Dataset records
______________________________

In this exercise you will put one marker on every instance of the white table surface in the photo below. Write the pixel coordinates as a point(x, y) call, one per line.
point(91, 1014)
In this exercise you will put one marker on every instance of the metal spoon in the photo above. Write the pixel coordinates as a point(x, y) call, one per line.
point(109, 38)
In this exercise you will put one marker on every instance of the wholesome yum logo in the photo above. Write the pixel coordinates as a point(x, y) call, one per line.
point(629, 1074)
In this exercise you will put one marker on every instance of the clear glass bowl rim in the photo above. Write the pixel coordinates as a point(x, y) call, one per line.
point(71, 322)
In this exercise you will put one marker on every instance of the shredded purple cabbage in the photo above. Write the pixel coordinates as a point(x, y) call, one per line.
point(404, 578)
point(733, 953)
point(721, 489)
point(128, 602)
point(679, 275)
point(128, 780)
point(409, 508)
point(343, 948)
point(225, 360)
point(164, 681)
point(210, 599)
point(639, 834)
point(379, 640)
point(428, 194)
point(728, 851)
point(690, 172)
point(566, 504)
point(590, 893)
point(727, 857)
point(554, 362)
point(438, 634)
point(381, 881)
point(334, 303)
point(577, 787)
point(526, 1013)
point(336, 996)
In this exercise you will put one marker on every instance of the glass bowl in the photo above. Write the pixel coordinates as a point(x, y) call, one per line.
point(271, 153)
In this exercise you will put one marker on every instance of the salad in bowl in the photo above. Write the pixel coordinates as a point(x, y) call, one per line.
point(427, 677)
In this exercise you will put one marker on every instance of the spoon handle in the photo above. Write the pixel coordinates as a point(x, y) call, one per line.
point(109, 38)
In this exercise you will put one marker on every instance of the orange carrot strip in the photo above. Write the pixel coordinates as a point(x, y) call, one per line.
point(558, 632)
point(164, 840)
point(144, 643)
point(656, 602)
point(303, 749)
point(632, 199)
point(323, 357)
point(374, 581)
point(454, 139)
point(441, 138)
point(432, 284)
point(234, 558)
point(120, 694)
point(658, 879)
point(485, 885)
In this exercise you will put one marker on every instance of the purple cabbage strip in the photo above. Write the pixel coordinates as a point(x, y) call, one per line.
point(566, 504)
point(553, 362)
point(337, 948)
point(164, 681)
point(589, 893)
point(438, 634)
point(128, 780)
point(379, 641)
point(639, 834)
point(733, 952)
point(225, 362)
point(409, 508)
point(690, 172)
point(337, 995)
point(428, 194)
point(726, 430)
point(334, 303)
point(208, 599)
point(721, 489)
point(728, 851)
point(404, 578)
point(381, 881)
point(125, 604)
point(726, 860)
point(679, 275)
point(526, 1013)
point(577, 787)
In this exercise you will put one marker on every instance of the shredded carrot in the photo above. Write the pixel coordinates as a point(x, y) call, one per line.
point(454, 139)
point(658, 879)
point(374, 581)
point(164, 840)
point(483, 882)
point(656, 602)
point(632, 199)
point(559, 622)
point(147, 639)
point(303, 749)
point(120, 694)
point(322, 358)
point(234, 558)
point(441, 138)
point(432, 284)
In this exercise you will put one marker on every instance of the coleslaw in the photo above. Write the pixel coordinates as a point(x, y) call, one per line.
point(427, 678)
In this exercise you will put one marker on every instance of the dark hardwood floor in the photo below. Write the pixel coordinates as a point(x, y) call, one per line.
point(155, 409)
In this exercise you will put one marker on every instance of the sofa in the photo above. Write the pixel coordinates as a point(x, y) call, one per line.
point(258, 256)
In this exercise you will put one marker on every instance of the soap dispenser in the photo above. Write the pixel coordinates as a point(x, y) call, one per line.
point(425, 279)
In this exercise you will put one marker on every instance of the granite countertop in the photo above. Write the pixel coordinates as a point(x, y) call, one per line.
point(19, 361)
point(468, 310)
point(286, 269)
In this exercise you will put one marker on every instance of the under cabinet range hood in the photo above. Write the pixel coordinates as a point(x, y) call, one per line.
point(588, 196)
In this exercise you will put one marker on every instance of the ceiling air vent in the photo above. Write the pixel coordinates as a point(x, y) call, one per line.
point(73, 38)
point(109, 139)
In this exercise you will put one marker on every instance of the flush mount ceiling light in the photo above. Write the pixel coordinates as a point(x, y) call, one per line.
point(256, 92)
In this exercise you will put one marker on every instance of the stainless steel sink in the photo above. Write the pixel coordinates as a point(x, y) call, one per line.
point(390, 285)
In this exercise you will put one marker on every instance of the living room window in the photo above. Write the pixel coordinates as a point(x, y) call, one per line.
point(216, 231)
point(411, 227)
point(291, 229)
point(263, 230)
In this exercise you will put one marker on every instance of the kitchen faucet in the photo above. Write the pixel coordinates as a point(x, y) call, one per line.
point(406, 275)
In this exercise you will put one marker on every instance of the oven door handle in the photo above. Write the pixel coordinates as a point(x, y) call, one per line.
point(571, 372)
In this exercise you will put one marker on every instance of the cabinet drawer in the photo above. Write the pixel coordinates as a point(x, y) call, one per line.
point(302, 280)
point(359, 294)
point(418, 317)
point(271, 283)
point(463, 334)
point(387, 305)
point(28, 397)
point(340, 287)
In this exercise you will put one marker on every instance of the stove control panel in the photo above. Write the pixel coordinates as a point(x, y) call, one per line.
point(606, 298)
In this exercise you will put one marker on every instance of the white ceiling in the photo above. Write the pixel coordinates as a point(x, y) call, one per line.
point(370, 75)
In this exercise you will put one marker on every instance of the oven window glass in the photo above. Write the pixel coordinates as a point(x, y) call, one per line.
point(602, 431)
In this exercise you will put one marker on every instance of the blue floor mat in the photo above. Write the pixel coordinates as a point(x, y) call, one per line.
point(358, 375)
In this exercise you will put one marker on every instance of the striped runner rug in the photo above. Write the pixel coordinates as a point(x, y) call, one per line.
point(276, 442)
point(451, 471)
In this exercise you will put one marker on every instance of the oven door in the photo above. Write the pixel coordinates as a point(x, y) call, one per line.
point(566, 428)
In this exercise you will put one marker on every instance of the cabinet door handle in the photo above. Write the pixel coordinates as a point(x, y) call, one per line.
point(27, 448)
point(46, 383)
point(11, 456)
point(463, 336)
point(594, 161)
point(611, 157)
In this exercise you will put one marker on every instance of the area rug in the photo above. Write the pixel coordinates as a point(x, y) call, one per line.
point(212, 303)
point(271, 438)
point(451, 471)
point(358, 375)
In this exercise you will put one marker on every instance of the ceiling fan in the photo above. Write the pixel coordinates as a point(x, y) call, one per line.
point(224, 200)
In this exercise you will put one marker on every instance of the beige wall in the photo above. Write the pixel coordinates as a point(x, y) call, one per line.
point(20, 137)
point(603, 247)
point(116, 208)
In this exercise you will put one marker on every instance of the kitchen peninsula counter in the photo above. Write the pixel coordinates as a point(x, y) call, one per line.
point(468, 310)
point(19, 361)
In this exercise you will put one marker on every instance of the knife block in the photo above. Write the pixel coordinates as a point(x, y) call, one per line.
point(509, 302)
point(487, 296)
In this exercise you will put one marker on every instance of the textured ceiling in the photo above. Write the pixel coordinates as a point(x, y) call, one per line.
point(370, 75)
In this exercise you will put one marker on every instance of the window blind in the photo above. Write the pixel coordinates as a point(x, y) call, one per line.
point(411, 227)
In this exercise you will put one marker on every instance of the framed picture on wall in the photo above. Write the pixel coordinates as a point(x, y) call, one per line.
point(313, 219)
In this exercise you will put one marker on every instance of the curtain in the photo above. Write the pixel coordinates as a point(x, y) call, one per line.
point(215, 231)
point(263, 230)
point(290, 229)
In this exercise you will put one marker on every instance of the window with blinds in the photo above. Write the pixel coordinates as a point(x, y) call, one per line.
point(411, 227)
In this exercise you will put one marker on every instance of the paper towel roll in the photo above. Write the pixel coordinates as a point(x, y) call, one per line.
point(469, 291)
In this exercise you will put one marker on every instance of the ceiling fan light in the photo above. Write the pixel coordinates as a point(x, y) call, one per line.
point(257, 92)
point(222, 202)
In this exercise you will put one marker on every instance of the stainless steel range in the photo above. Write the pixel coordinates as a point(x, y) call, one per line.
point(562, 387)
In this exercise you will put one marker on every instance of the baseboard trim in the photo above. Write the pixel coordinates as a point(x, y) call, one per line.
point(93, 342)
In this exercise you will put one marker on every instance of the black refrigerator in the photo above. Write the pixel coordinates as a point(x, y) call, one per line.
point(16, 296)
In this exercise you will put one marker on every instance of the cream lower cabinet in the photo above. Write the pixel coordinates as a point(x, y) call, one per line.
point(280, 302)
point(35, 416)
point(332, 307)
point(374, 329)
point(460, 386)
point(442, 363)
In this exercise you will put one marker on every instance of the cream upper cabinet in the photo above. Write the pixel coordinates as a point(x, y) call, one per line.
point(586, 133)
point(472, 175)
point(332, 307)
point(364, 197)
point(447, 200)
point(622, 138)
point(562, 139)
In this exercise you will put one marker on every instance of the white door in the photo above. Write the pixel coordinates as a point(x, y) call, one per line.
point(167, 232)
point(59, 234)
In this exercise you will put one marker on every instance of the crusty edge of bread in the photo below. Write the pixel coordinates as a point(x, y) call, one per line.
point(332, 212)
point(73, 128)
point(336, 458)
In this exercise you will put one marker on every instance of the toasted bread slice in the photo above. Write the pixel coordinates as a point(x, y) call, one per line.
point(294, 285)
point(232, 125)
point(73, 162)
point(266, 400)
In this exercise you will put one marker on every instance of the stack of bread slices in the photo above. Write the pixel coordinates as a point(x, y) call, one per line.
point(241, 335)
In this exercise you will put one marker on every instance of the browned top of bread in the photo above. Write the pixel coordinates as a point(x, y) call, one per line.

______________________________

REQUIREMENT:
Return the line that contains "of the crusty" and all lines after it, verbatim, and nothing else.

EXERCISE RESULT:
In this exercise you will put one marker on every instance of the crusty edge of bread in the photo below. Write the pixel coordinates as a point(x, y) call, one per line.
point(332, 212)
point(73, 128)
point(336, 458)
In this exercise you will put one marker on every instance of the toasted bread slice in the photo above. Write the pixel coordinates as a point(x, y) call, one per line.
point(294, 285)
point(232, 125)
point(73, 162)
point(266, 400)
In this exercise you will put one marker on every instance of the stack of bread slices in the photo above. Write the pixel coordinates as a point(x, y) call, one per line.
point(241, 335)
In this exercise you will put one marker on every instance of the browned top of bread in the photo above. Write the pixel coordinates as a point(x, y) call, one per line.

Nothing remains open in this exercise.